[Listing from a data collection]
########

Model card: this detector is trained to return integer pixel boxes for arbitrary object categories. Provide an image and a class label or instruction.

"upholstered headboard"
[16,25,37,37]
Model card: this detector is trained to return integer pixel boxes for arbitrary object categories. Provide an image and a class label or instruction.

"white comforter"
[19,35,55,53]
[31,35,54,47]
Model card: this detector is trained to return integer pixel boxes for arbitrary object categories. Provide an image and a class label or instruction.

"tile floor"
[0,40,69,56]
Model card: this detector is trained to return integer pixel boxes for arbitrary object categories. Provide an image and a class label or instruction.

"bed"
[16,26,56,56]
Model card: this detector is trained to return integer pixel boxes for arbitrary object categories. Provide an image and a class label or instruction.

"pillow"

########

§ Goal of the exercise: Update the listing above by replacing every "pixel boxes" with "bounding boxes" and leaving everything else unchanged.

§ Expected output:
Model card: this detector is trained to return integer bounding boxes for arbitrary object categories. Provide an image and a class label or instruction.

"upholstered headboard"
[16,25,37,37]
Model card: this detector is trained to return integer bounding boxes for arbitrary object categories. Provide an image and a class label or instruction.

"white comforter"
[19,35,55,53]
[31,35,54,47]
Model card: this detector is trained to return integer bounding boxes for arbitrary object categories. Provide an image and a class label or instruction.

"tile floor"
[0,40,69,56]
Model card: this detector is trained to return integer bounding boxes for arbitrary object categories. Provide an image and a class label or instruction.

"bed"
[16,26,56,56]
Model card: this detector is trained to return integer bounding boxes for arbitrary object categories. Provide an image and a class label or instruction.

"pillow"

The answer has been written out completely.